● **SHORT TASK**
Return every line of the material below that contains the word "lake", treating uppercase and lowercase letters as different.

[Excerpts from labeled region data]

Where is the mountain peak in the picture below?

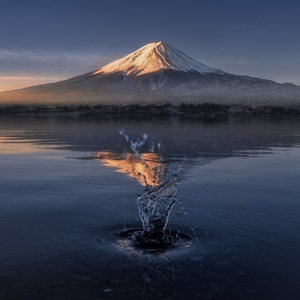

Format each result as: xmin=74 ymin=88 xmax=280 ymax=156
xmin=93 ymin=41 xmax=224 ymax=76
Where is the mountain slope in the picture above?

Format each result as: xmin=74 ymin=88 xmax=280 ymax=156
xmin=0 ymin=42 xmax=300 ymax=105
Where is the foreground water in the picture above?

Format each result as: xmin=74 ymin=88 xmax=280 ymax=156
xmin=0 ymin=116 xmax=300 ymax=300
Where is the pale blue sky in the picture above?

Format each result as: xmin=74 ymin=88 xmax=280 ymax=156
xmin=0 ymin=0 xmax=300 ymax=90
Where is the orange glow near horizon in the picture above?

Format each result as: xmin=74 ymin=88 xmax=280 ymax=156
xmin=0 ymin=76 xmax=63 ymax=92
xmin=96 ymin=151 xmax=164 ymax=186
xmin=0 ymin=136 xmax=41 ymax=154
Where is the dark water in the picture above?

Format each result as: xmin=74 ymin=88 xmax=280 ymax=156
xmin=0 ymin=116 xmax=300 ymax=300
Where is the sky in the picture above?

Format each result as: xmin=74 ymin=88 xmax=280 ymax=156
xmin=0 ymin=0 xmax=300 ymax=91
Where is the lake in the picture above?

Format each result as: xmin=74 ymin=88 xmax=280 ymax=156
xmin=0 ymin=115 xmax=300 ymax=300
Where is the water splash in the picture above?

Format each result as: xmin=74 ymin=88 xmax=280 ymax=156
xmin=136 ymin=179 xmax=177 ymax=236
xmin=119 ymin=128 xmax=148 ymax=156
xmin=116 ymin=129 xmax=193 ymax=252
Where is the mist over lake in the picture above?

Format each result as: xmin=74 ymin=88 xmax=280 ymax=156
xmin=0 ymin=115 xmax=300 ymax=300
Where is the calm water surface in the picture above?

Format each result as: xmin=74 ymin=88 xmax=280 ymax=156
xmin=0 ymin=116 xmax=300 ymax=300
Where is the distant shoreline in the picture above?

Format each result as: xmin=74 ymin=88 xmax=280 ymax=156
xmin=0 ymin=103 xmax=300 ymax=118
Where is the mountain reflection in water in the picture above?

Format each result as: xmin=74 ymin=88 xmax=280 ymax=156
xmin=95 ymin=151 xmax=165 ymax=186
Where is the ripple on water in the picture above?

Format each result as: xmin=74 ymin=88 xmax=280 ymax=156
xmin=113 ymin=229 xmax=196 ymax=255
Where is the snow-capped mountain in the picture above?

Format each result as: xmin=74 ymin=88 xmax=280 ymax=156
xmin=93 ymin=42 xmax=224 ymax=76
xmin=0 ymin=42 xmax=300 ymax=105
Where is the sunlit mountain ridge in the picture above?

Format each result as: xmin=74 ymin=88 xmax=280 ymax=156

● **WRITTEN REPLY**
Where is the lake in the picture above?
Where is the mist over lake in the picture above?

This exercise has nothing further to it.